▶ Set of tasks:
1. Translate into Spanish this sentence from the essay on reconciling a past self with Christian faith: "That dead girl still had a hold over me."
2. Write the next part of the essay on reconciling a past self with Christian faith, beginning after its final sentence.

## Begin Source

My entire life up until the last decade was pretty crazy. Quite dysfunctional. (And as I sit here typing this, my fingers just froze over the keys, overwhelmed at the thought of telling people anything about my past.) Funny thing: since I have become a Christian I have spent a good portion of this walk absolutely hating who I used to be, have felt deafening shame over my past and all those decisions I made and all those self-destructive things I did. It was tormenting, really, trying to reconcile who I was and who I thought I was supposed to be now as a “good Christian girl.” I tried my damnedest to kill off every part of me and shape myself into what I thought I should look like. I became very inauthentic and it drove my husband crazy. I was also driving myself crazy. I was trying to do God’s work for Him. (Are you thinking to yourself: how’d that work out for ya?)
I was living the try-hard life. The do-more-to-be-more way. Which is exactly how I lived my life up until then. Nothing was ever good enough and I received my validation in what I did not who I was and that attitude carried over into my walk with God. I created this perfectionistic standard by which I thought I needed to live up to in order to look like what I thought me as a Christian should be. So, even though I was trying so hard to bury my old self, I was still consulting that corpse as to how I should react and respond.
That dead girl still had a hold over me.
And she still does.
See, that dead girl lived a life a survival, just trying to live and get by, always wishing for something better but never expecting it. That girl made poor decisions, sought validation in a lot of wrong places, hurt herself and allowed other people to hurt her. Inside, she was still that little girl who only wanted to feel loved, to believe someone truly loved her and cared about her and would protect her but no one ever did, who always felt alone and abandoned and worthless and unlovable. She started writing novels at 10 years old to lose herself in other worlds where she was in control, who began to write dark poetry at 15 as a way to get the pain out, who, at 17 was compared to Sylvia Plath (and for those of you who don’t know, Sylvia killed herself by gassing herself in her oven while her two children slept in another room; she was 30).

## End Source
## Begin Data segment

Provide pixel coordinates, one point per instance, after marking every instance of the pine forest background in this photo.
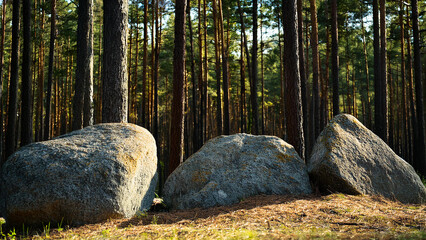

## End Data segment

▶ Responses for each task:
1. Esa chica muerta todavía ejercía un dominio sobre mí.

2.
That girl left home at the age of 16. Sixteen. (My son is 7 months away from the age I was when I left home. Incomprehensible.) She went from place to place, wherever anyone would take her, never really feeling at home, but always an outsider looking in. That girl went through a depression once so bad that for three months she suffered constant panic attacks, wouldn’t leave the house unless it was to go to work and lost so much weight that people feared for her life (she weighed in at 89 pounds at one point).
I don’t tell you this to make you feel sorry for this girl but only to give you an idea of the kind of person that for some reason I still insist on talking to even though she is dead. 2 Corinthians 5:17 says “Therefore if any man be in Christ, he is a new creature: old things are passed away; behold, all things are become new.” And Romans 6:6-7 says “Knowing this, that our old man is crucified with him, that the body of sin might be destroyed, that from now on we should not serve sin. For he that is dead is freed from sin.”
So, if that part of me is dead, I must be talking to a dead person.
Consulting her like a necromancer.
“What do you think? How should I feel? What does this mean? How should I react?”
I am grabbing that corpse by her tattered collar and asking her for direction. And the enemy is more than happy to oblige that kind of behavior. He cannot manufacture life, but he can certainly counterfeit it. He’s a ventriloquist, speaking to me from that corpse, giving me the answers he wants me to hear. A puppet-master with his hand in the back of that dead shell, making it move and respond, speaking to me through another source like he did with Eve in the garden. And I am listening.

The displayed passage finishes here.